- Exercise description:
Convert the lines below into a JSON array of strings, one string per line, skipping blank lines and omitting the pictures.

-- START Task input --

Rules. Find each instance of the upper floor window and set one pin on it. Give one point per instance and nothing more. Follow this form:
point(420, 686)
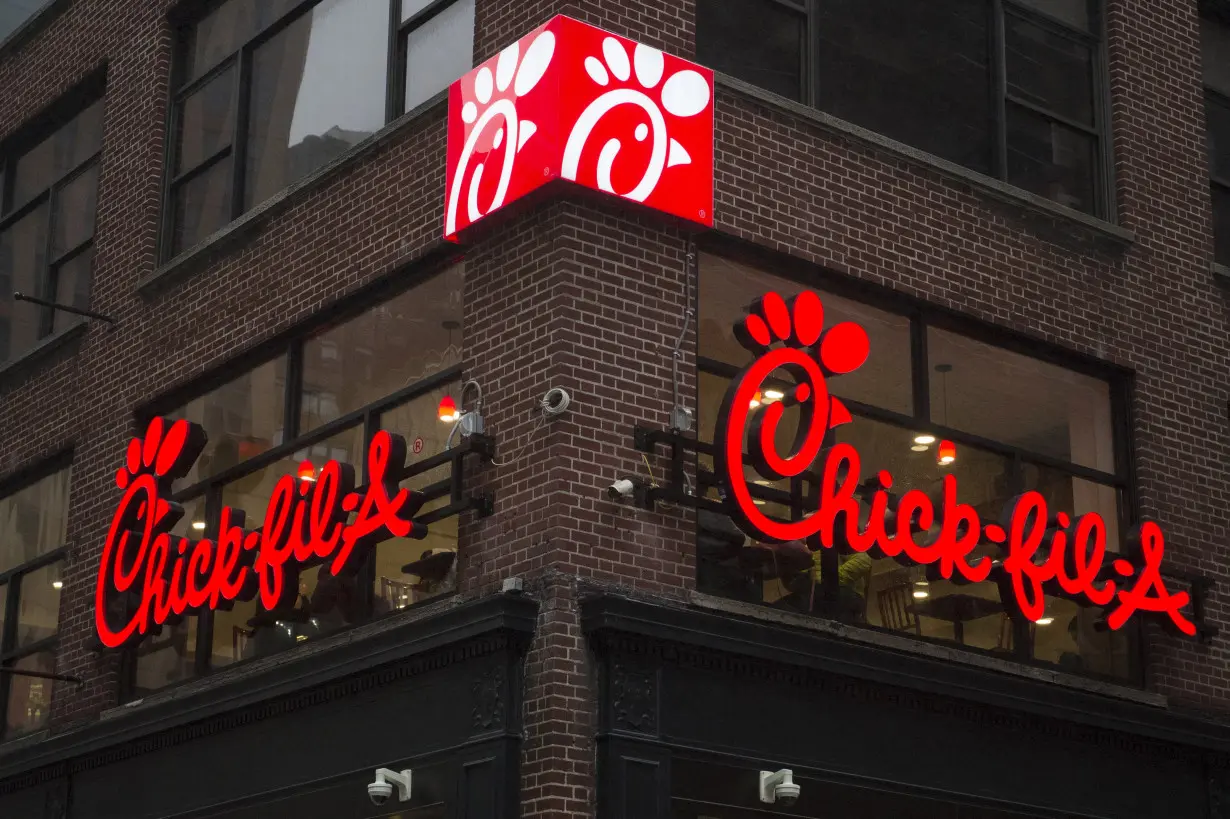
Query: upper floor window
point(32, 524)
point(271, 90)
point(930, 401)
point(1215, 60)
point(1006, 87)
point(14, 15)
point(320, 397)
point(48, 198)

-- END Task input --

- Expected answer:
[
  "Rules. Find each instance of the upper floor window and set one pin on it. Give one point per instance and nothing more. Follow this form:",
  "point(420, 686)",
  "Query: upper floor window",
  "point(32, 524)",
  "point(271, 90)",
  "point(930, 401)",
  "point(1215, 60)",
  "point(1006, 87)",
  "point(14, 15)",
  "point(320, 397)",
  "point(48, 198)"
]